**Set exercise**
Write out exactly the lines running from the line that includes "# test: pin the black" to the end of the data, both ends included, and nothing besides.

Lines of data

* * * * * * *

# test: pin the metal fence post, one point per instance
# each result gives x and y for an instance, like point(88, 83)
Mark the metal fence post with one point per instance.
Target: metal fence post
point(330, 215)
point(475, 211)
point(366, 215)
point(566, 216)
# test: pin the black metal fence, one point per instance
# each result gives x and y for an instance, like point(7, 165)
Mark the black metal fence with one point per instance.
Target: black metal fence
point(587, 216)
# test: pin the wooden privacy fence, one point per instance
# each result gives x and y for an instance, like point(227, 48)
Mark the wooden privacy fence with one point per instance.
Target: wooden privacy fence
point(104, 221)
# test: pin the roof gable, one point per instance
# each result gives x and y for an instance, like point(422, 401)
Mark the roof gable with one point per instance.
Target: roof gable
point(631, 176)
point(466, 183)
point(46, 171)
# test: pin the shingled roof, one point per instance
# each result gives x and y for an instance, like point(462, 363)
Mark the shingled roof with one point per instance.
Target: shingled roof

* * * * * * *

**Exercise output**
# test: pin the black metal fence, one point per instance
# each result gives x and y for an instance, like point(7, 165)
Mark the black metal fence with one point per instance.
Target: black metal fence
point(587, 216)
# test: pin the wooden privacy fence, one point per instance
# each result gives x and y for an instance, like point(227, 48)
Mark the wooden privacy fence with one point per instance.
Target: wooden privacy fence
point(104, 221)
# test: pin the roof gable, one point per instance
# each result gives x and y for an instance, like point(422, 401)
Mark the roof gable with one point per instance.
Target: roof gable
point(631, 176)
point(466, 183)
point(46, 171)
# test: pin the shingled roof, one point per instance
# each result gives x and y for an instance, like point(462, 363)
Mark the shingled roof with one point per instance.
Target: shingled roof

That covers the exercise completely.